------ Provided passage ------

Book Reviews:

“Killing Cancer Not People”
by Robert G. Wright
Excellent compilation of natural/holistic and effective approaches to reversing and preventing cancer. Everyone should read this book, whether they have cancer or not. You are more likely to die from allopathic cancer treatment then you are from cancer itself. At least be truly informed of your situation, if you have cancer, than by merelylistening to your own doctor.

“Nourishing Traditions”
by Sally Fallon 

Although listed as a cookbook on Amazon, this book is far more. It is an outstanding view into a traditional, nutrient-dense diet. It gives great insight into the American diet and you begin realize that we are basically making ourselves ill through our diet. This is always the first book I recommend people purchase who seek a healthier life for themselves and their families:

“Eat Fat, Lose Fat: The Healthy Alternative to Trans Fats and Know Your Fats: The Complete Primer for Understanding the Nutrition of Fats, Oils and Cholesterol
both by Mary Enig

Great advice for losing those last few pounds and reducing your chances of heart disease and cancer. An overall approach to reducing inflammation.

------ Collected material ------

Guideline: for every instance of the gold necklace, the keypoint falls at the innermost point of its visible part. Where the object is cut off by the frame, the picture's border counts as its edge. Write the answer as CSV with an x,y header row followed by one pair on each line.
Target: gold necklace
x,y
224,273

------

### [Work to complete]
(a) Answer these questions from the book reviews:
(i) Who wrote "Killing Cancer Not People"?
(ii) On what site is "Nourishing Traditions" listed as a cookbook?
(iii) Which author wrote both "Eat Fat, Lose Fat" and "Know Your Fats"?
(b) Pick up the book reviews where they stop and continue them.
The material is not needed and can be set aside.

### [Responses by task]
(a)
(i) Robert G. Wright
(ii) Amazon
(iii) Mary Enig

(b)
“Wheat Belly: Lose the Wheat, Lose the Weight and Find Your Way Back to Health”
By Dr. William Davis
Wheat was the most difficult thing for me to eliminate from my diet, understandably after reading Dr. Davis’ book. But I also know when I cheat and have some wheat now and then, I pay for it for days. As I searched for answers to my own health problems, one issue which continued to raise its ugly head was inflammation. Although many books addressed how to ease inflammation with various nutrients, this book goes deeply into the root sources. Highly Recommended!

“The Untold Story of Milk: The History, Politics and Science of Nature’s Perfect Food”
by Ron Schmid
I am now almost addicted to raw milk. I LOVE it!!. I make yogurt from it and now drink about 1½ gallons a week. It is wonderful. This book gives the history of milk production and pasteurization and the politics used to keep it from us. It also gives one of the better histories of the saturated fat/heart disease myth. Again, Highly Recommended

“The Whole Soy Story: The Dark Side of America’s Favorite Health Food”
by Kaayla T. Daniel
For those that think soy is a “health food” this book is especially for you. It goes into the history of soy, the marketing and the supporters, the politics and the naysayers. By the end of the book, you’ll be checking every label of every product you use for soy and throwing it all away.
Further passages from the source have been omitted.